== EXTRACT PROVIDED
2) Does it converge?
3) What is the best choice of step sizes?
Consistency
- For the explicit method above, the local truncation error is
$$ T(x,t) = O(\triangle x^2 + \triangle t) $$
- Taylor series expansion can verify this (or one can simply read this off of the Toolkit Table).
- So the explicit method above is consistent of order 1 in time and order 2 in spatial variable.
Fourier (Von Neumann) Stability Analysis
- The Fourier method of analyzing the stability of FDM boils down to substitute $u_{j,k}$ with
$$ \epsilon_{j,k} = e^{a t_k}e^{il_mx_j} $$
- The logic behind this: assuming $v_{j,k}$ is the solution of the FDM that did not suffer from finite precision arithmetic and is without the round off error, then the error
$$ \epsilon_{j,k} = v_{j,k} - u_{j,k} $$
$\hspace{0.2in}$ again satifies the FDM due to linearity.
====
== EXCERPTED DATA
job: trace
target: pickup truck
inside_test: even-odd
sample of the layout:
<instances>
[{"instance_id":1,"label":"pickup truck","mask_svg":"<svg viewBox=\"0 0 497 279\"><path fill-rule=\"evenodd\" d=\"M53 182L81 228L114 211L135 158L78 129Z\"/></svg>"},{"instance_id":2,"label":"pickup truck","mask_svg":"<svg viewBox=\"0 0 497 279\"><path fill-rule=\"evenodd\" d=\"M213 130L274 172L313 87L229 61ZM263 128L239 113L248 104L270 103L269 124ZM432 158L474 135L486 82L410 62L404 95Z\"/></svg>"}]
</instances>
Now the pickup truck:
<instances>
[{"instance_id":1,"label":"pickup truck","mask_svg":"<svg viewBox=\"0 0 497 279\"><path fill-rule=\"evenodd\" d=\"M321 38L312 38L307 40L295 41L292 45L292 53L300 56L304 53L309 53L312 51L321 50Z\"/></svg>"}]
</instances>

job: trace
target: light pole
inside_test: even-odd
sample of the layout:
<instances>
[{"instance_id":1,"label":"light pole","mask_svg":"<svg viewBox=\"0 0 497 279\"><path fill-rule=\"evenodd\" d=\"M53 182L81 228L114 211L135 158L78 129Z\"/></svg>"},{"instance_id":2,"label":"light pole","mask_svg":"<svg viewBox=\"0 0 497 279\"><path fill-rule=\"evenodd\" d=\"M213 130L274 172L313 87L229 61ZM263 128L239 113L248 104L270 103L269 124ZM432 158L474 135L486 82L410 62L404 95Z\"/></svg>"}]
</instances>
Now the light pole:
====
→ AIM: Decide whether each statement agrees with the passage on finite difference methods. Answer yes or no for each, and quote the words of the passage that settle it. (a) The explicit method is consistent of order 2 in time. (b) The Fourier stability analysis is also known as Von Neumann analysis. (c) A Taylor series expansion can confirm the local truncation error. The material comes from a separate source.

→ FULL ANSWER:
(a) No: "consistent of order 1 in time and order 2 in spatial variable"
(b) Yes: "Fourier (Von Neumann) Stability Analysis"
(c) Yes: "Taylor series expansion can verify this"